Exercise –
Give back every entry below, exactly as written.

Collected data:
———
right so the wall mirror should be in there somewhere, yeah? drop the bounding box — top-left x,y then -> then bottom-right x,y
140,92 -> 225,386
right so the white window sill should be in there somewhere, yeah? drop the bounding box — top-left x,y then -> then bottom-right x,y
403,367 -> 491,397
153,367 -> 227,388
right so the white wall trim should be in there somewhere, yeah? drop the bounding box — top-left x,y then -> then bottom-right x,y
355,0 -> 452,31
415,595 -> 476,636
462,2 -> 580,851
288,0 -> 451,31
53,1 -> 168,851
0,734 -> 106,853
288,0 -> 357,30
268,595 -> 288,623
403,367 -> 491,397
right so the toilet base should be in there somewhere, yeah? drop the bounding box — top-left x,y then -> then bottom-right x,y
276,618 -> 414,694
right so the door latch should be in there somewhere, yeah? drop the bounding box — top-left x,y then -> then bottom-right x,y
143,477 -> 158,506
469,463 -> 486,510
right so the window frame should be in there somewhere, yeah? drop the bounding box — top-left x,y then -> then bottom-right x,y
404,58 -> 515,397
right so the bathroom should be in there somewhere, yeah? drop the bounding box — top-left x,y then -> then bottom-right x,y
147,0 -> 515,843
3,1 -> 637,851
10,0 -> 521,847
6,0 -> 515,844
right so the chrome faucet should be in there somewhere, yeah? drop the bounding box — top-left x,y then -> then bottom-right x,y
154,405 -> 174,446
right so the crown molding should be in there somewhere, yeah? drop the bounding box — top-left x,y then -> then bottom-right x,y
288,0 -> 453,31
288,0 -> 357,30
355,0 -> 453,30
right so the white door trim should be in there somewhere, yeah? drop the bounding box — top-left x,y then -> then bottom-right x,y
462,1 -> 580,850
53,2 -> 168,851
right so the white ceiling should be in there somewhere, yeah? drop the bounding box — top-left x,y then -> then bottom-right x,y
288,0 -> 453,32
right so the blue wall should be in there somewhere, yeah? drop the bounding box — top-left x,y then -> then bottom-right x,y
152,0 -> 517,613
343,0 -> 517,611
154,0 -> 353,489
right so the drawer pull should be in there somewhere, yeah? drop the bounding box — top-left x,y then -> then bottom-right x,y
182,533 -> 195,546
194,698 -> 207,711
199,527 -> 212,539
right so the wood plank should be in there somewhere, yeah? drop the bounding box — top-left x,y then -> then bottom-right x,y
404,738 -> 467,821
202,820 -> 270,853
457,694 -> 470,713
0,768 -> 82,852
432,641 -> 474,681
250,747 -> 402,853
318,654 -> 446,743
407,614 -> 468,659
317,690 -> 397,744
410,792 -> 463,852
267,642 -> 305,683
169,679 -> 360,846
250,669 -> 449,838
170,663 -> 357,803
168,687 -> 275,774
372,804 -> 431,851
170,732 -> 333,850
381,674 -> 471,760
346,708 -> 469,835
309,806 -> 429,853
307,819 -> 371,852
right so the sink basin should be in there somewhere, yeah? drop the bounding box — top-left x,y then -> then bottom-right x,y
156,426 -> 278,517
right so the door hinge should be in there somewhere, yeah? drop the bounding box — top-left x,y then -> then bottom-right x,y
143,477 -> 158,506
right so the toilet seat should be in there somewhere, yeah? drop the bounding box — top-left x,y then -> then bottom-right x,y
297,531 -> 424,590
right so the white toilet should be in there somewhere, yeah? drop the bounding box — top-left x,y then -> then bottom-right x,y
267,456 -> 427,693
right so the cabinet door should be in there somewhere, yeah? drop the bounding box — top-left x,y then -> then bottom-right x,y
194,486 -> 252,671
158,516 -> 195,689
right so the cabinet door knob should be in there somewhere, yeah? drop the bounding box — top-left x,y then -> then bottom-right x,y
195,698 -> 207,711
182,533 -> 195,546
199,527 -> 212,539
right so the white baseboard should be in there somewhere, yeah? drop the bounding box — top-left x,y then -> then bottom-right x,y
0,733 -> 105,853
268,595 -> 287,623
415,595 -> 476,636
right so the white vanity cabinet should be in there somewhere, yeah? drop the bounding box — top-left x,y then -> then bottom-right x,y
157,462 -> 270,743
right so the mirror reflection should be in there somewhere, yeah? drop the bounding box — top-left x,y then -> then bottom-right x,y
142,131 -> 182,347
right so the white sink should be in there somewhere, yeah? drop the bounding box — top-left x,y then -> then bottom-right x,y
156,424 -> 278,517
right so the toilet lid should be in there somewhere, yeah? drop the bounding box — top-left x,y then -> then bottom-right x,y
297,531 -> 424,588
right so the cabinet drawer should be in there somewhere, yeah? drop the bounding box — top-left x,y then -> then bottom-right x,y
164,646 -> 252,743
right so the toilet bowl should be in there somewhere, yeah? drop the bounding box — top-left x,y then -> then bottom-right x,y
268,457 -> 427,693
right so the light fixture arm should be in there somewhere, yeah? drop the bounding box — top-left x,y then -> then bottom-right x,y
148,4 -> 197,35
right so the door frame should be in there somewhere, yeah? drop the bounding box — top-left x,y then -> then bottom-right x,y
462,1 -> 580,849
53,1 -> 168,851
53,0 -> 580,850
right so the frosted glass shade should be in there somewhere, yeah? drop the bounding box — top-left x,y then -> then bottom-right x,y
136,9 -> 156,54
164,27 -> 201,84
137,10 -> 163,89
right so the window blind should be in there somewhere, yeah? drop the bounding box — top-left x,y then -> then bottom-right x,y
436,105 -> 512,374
———
Written answer –
right so the wall mirror should be in there somewhere, yeah? drop the bounding box — top-left x,y then -> then bottom-right x,y
140,92 -> 225,386
right so the white window sill should be in there somewhere, yeah? drop the bounding box — top-left x,y then -> then bottom-right x,y
403,367 -> 491,397
153,367 -> 227,388
right so the white wall trim should be in there somewhere, yeah? drop the bounding box — top-left x,y then -> then bottom-right x,y
355,0 -> 452,31
415,595 -> 476,636
462,2 -> 580,851
288,0 -> 451,31
53,1 -> 168,851
0,734 -> 106,853
288,0 -> 357,30
268,595 -> 288,623
403,367 -> 491,397
right so the toilet base should be in there somewhere, yeah? drop the bounding box — top-left x,y then -> then bottom-right x,y
276,618 -> 414,694
right so the door latch should be in there somewhere, yeah? drop the bounding box — top-left x,y then -> then bottom-right x,y
143,477 -> 158,506
469,463 -> 486,510
right so the window frame should be in there somewhere, yeah? drop the bounding box — top-left x,y then -> then bottom-right x,y
404,58 -> 515,397
right so the bathroom should be in there somewhere, yeah? drop the bounding box — top-left x,y then -> then bottom-right x,y
147,0 -> 515,843
3,1 -> 637,851
10,0 -> 521,847
6,0 -> 515,844
right so the chrome faucet should be in there somewhere, yeah? drop the bounding box — top-left x,y then -> then bottom-right x,y
154,405 -> 174,446
right so the crown molding should be in there somewhere, yeah? drop the bounding box — top-left x,y then -> then bottom-right x,y
288,0 -> 453,31
288,0 -> 357,30
355,0 -> 453,30
right so the white door trim should be in there somewhere, yeah? drop the bounding box — top-left x,y then -> then bottom-right x,y
462,1 -> 580,850
53,2 -> 168,851
right so the white ceiling should be in there somewhere, yeah? drop the bounding box — top-left x,y then -> then bottom-right x,y
288,0 -> 453,32
right so the blue wall should be in there somewhere, yeah? drop the bounding box — top-left x,y then -> then bottom-right x,y
152,0 -> 517,613
343,0 -> 517,611
154,0 -> 353,489
right so the drawer pull should be in there somewhere, yeah? drop the bounding box — top-left x,y then -> then bottom-right x,y
182,533 -> 195,546
194,698 -> 207,711
199,527 -> 212,539
right so the wood plank should be in there somewhere, yeah? drop the bounding box — top-left x,y then -> then bottom-right x,y
404,738 -> 467,821
202,820 -> 270,853
457,694 -> 470,713
0,768 -> 82,852
432,641 -> 474,681
250,747 -> 402,853
318,654 -> 446,743
407,614 -> 468,659
317,690 -> 397,744
410,792 -> 463,852
267,642 -> 305,683
169,679 -> 360,846
250,669 -> 449,838
170,663 -> 357,803
168,687 -> 275,774
372,804 -> 431,851
170,732 -> 333,850
381,674 -> 471,760
346,708 -> 469,835
309,806 -> 429,853
307,819 -> 371,852
right so the sink basin should be in there somewhere, yeah? drop the bounding box — top-left x,y then -> then bottom-right x,y
156,426 -> 278,517
right so the door hinge should be in there somewhere, yeah? drop the bounding box — top-left x,y then -> then bottom-right x,y
143,477 -> 158,506
right so the toilet seat should be in there somewhere, yeah? drop the bounding box — top-left x,y then -> then bottom-right x,y
297,531 -> 424,590
right so the white toilet should be in there somewhere, yeah? drop the bounding box — top-left x,y then -> then bottom-right x,y
267,456 -> 427,693
right so the cabinet door should be in there somewhere, yeah? drop the bounding box — top-left x,y then -> then bottom-right x,y
194,486 -> 252,671
158,516 -> 195,689
right so the cabinet door knob should be in there somewhere, yeah? drop the bounding box — top-left x,y then -> then bottom-right x,y
195,698 -> 207,711
182,533 -> 195,546
199,527 -> 212,539
right so the white baseboard should be in there somewhere, yeah? drop the bounding box — top-left x,y then -> then bottom-right x,y
0,733 -> 105,853
268,595 -> 287,623
415,595 -> 476,636
right so the white vanity cabinet should be in there somewhere, yeah? drop the bounding box — top-left x,y then -> then bottom-right x,y
157,462 -> 270,743
right so the mirror reflection should be in there somewhere, yeah? drop the bounding box — top-left x,y then -> then bottom-right x,y
142,131 -> 182,347
right so the white sink should be in there somewhere, yeah? drop the bounding box — top-left x,y then -> then bottom-right x,y
156,424 -> 278,517
right so the toilet lid should be in there somewhere, yeah? drop the bounding box — top-left x,y then -> then bottom-right x,y
297,531 -> 424,588
right so the cabinet drawer should be in there somewhere, yeah? drop the bounding box — top-left x,y then -> then bottom-right x,y
164,646 -> 252,743
right so the toilet bowl should be in there somewhere, yeah? drop the bounding box — top-left x,y then -> then bottom-right x,y
268,457 -> 427,693
right so the light fixture arm should be in there somewhere, yeah? drop the bounding box — top-left x,y then -> then bottom-right x,y
148,4 -> 197,35
right so the door frame should be in there somewhere, yeah? drop the bounding box — top-left x,y then -> then bottom-right x,y
462,1 -> 580,849
53,1 -> 168,851
53,0 -> 580,850
right so the frosted glass shade should be in there somewhere, yeah? drop the bounding box — top-left x,y then -> then bottom-right x,y
136,9 -> 156,54
164,27 -> 201,84
137,10 -> 163,89
right so the window blind should be in there somewhere, yeah? drop the bounding box — top-left x,y then -> then bottom-right x,y
436,105 -> 512,374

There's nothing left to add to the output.